Point annotation entries
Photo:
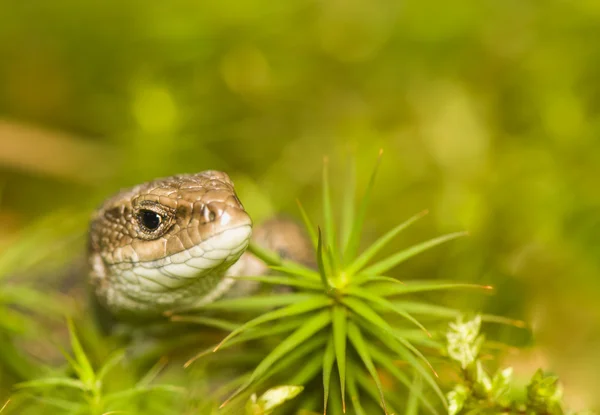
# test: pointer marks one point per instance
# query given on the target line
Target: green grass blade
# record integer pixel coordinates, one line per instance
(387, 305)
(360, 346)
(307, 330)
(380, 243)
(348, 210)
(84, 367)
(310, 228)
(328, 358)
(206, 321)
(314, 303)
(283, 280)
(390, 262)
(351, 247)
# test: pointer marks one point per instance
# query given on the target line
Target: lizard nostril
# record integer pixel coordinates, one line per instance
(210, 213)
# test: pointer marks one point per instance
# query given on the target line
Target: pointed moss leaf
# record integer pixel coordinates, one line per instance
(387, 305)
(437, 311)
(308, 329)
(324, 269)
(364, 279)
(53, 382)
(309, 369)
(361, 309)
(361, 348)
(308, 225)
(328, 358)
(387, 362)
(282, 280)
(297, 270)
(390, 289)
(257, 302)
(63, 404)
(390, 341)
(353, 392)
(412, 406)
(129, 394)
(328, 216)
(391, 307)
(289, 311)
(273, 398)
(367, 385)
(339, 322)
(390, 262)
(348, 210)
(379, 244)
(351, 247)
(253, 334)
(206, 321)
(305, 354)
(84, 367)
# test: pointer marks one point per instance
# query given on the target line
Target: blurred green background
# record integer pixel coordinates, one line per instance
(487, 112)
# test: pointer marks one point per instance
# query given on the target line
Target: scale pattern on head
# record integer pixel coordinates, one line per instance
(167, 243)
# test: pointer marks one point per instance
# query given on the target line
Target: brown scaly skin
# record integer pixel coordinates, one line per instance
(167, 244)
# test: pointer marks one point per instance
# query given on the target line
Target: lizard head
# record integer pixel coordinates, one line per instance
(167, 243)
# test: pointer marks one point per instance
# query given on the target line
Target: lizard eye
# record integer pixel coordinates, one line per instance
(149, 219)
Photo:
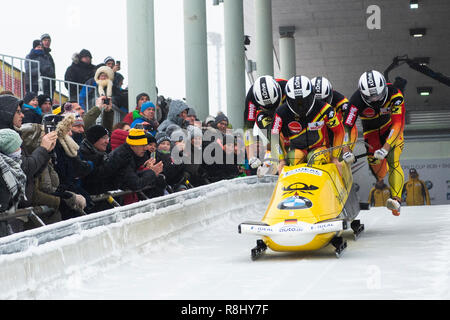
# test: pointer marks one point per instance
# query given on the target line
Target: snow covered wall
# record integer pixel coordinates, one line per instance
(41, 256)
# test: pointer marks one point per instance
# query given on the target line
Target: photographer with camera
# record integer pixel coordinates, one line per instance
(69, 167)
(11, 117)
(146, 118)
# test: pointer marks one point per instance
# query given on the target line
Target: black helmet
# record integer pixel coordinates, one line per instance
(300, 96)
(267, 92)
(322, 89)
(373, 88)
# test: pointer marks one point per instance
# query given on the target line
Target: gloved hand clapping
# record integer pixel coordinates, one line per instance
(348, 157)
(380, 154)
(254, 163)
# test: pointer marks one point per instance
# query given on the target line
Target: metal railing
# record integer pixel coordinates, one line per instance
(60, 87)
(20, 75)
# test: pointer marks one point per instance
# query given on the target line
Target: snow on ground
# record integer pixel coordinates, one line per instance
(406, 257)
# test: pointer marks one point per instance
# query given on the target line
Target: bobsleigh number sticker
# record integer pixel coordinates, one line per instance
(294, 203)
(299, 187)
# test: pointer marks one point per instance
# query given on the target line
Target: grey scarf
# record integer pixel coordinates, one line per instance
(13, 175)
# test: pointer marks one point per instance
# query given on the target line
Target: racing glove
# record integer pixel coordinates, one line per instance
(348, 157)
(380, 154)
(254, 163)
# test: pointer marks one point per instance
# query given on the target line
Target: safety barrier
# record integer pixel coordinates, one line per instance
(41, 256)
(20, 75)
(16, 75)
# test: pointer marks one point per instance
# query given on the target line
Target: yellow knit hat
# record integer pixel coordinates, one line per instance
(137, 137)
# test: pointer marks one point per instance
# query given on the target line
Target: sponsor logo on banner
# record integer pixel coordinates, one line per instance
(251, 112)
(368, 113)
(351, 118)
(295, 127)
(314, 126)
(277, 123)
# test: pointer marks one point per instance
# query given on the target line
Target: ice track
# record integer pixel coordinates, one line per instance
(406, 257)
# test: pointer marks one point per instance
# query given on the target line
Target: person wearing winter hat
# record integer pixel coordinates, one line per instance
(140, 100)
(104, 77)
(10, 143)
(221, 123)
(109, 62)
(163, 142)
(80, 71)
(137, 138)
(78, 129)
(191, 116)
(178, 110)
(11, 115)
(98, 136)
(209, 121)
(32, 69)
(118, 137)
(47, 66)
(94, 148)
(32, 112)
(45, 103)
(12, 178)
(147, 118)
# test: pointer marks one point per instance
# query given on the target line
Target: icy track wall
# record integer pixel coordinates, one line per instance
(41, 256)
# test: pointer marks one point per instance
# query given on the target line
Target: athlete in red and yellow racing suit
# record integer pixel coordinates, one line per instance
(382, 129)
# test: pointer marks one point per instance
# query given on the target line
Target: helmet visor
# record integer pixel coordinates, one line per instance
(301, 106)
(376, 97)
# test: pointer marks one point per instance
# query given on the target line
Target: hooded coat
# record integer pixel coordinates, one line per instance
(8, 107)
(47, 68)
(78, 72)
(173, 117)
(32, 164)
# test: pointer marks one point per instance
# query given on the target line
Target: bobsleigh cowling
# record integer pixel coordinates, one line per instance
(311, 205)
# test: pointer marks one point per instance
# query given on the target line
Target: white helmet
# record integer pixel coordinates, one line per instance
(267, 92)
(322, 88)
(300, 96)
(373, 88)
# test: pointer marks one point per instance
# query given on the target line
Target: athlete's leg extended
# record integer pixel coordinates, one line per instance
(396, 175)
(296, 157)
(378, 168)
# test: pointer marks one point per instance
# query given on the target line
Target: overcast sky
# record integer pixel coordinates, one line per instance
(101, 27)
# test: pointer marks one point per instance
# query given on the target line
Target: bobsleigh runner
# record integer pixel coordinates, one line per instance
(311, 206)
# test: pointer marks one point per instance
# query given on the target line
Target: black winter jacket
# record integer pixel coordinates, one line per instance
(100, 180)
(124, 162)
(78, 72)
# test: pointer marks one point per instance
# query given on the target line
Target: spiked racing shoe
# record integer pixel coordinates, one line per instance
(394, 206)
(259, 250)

==

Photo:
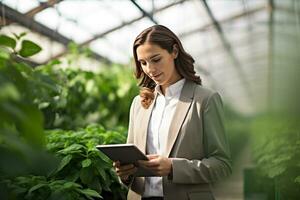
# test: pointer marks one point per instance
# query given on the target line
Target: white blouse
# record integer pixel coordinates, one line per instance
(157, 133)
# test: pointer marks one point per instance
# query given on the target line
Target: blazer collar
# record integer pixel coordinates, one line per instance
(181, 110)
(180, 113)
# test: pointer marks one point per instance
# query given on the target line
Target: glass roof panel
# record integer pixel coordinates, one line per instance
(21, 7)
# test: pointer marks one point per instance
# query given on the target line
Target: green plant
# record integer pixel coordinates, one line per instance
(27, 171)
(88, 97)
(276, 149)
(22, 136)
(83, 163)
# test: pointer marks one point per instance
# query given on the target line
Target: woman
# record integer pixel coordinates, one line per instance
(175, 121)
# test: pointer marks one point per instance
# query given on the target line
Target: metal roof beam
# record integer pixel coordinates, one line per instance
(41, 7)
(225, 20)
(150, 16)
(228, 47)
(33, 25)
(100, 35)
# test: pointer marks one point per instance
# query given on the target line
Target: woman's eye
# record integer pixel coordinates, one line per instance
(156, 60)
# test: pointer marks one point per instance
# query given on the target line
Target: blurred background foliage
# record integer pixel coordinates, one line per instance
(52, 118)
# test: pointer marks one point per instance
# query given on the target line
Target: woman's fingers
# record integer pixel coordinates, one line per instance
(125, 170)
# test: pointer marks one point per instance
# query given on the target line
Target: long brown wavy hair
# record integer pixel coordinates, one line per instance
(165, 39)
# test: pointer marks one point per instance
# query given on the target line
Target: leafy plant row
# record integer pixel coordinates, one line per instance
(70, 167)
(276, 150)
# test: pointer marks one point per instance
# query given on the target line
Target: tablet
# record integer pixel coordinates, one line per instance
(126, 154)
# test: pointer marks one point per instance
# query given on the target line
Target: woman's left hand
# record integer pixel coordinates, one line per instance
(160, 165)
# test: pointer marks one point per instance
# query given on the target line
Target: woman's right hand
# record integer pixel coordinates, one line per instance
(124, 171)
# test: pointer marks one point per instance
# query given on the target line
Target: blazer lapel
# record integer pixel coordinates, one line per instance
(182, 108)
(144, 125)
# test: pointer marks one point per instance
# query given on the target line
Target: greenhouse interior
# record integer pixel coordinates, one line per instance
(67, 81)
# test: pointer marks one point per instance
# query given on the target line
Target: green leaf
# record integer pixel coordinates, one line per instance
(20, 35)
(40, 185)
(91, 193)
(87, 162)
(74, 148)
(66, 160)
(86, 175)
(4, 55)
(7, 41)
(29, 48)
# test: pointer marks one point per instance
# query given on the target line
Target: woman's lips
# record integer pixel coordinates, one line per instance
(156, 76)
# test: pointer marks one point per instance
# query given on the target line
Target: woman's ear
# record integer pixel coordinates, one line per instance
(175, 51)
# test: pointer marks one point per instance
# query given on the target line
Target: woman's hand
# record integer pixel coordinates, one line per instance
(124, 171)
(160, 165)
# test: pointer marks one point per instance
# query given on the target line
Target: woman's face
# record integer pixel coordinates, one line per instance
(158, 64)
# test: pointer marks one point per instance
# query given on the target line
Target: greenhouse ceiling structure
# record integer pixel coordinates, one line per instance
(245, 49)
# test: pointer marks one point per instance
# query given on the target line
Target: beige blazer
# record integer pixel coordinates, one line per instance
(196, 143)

* * *

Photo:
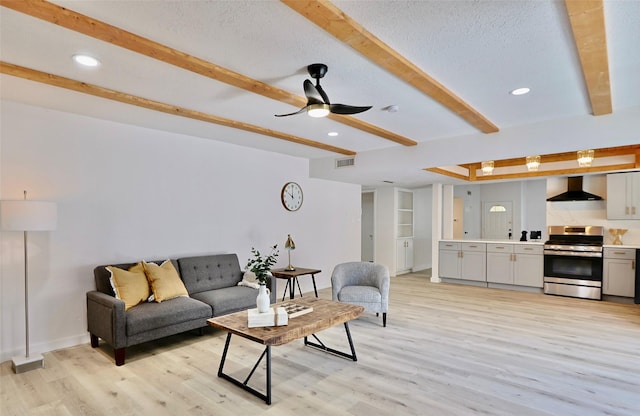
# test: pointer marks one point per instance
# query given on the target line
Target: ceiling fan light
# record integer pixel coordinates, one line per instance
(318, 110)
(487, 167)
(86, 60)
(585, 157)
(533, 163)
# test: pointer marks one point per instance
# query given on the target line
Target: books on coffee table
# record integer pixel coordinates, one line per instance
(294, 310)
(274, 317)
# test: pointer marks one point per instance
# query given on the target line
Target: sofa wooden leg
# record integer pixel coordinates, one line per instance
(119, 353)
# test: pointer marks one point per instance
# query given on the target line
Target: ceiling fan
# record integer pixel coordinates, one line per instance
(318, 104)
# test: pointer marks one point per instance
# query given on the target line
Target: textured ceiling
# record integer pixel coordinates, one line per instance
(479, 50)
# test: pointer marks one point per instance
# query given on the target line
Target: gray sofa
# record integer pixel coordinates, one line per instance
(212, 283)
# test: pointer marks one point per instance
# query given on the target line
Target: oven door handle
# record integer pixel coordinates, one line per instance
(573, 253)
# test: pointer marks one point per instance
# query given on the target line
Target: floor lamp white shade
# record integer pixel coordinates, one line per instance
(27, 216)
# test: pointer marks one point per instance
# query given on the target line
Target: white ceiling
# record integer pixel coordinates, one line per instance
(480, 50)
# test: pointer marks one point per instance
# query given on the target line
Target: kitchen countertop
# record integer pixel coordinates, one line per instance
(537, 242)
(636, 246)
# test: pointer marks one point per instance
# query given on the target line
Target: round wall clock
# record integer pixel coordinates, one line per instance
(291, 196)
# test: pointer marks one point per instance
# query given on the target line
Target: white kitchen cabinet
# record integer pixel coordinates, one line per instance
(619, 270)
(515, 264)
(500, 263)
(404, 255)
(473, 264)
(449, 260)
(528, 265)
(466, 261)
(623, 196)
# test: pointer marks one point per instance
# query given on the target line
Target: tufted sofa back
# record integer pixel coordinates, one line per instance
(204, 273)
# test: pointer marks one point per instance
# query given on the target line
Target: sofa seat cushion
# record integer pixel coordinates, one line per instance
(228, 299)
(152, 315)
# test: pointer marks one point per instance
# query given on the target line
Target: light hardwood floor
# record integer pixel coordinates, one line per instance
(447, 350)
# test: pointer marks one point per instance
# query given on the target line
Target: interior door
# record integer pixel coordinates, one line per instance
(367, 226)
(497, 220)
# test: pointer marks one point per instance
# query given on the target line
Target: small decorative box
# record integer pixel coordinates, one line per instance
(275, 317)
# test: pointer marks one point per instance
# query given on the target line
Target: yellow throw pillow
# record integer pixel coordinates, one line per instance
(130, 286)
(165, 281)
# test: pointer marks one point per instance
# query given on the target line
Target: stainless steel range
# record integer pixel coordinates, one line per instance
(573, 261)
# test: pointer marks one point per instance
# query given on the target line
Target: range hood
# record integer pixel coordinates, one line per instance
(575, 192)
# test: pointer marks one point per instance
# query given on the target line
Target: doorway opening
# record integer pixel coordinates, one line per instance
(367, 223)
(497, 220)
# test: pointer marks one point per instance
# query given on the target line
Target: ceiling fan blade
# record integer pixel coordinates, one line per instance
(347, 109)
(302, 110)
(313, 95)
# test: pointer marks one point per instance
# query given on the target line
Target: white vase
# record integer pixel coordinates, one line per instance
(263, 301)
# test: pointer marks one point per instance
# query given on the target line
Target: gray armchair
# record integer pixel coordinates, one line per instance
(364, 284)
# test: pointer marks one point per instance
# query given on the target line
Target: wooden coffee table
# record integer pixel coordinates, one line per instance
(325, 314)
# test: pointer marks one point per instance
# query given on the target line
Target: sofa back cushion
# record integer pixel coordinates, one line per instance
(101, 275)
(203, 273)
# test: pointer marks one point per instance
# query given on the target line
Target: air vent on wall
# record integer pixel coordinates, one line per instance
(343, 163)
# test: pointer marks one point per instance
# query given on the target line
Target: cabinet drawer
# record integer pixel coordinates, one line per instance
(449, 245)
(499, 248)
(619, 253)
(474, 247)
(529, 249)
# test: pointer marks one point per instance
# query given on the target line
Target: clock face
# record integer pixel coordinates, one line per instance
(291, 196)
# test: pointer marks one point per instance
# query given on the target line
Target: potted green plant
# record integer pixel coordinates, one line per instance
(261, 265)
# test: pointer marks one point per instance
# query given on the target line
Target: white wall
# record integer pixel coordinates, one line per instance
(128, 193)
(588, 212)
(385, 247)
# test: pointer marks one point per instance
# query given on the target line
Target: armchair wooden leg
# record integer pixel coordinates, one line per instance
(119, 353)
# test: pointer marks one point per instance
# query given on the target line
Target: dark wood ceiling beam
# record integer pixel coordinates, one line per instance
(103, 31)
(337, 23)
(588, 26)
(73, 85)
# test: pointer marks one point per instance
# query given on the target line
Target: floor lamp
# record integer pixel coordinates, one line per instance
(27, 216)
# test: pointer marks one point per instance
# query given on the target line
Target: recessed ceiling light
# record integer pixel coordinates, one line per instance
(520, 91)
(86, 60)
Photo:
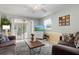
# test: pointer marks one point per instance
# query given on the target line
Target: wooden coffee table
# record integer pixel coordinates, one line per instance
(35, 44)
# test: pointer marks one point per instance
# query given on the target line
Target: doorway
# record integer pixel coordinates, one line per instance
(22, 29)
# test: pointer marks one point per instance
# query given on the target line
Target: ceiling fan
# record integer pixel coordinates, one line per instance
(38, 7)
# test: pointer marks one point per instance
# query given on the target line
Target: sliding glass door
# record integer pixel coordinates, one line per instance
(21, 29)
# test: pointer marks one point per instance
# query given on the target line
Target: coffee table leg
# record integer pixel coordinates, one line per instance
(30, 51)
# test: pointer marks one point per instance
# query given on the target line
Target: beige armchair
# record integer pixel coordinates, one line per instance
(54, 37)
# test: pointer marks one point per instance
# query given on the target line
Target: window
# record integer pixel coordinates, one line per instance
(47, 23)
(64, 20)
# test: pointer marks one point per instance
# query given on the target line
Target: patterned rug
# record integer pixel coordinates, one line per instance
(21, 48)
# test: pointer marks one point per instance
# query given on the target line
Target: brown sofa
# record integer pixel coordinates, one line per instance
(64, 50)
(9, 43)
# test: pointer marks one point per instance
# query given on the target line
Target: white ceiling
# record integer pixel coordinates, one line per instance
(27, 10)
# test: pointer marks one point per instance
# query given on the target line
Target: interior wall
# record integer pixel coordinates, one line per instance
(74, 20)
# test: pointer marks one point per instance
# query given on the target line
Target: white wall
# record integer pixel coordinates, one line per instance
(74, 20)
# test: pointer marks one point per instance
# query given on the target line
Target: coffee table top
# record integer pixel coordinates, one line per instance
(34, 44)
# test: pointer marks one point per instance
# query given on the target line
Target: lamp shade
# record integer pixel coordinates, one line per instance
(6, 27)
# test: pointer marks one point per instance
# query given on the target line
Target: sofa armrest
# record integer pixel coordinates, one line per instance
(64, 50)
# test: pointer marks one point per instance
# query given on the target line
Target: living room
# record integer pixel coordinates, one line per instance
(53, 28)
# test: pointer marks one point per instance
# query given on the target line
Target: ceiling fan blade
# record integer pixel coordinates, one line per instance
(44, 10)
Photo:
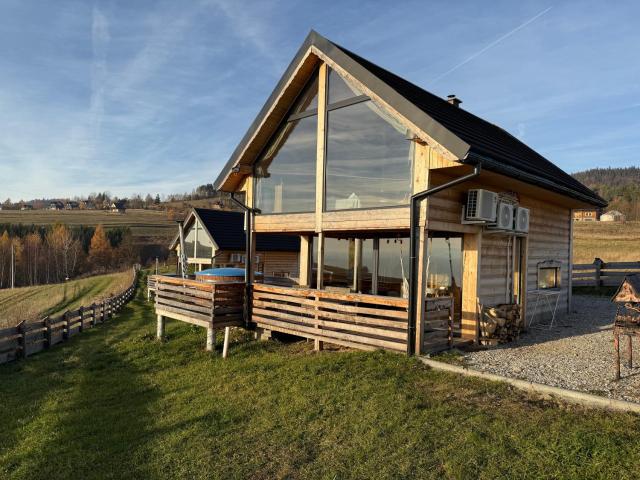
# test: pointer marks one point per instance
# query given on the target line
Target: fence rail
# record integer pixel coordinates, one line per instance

AIM
Which lines in the entries above contain the string "woman"? Gather each of them and copy it out in full.

COMPLETE OUTPUT
Target: woman
Target: woman's eye
Target: woman's fingers
Target: woman's left hand
Target: woman's right hand
Target: woman's lips
Target: woman's ear
Target: woman's hand
Target: woman's face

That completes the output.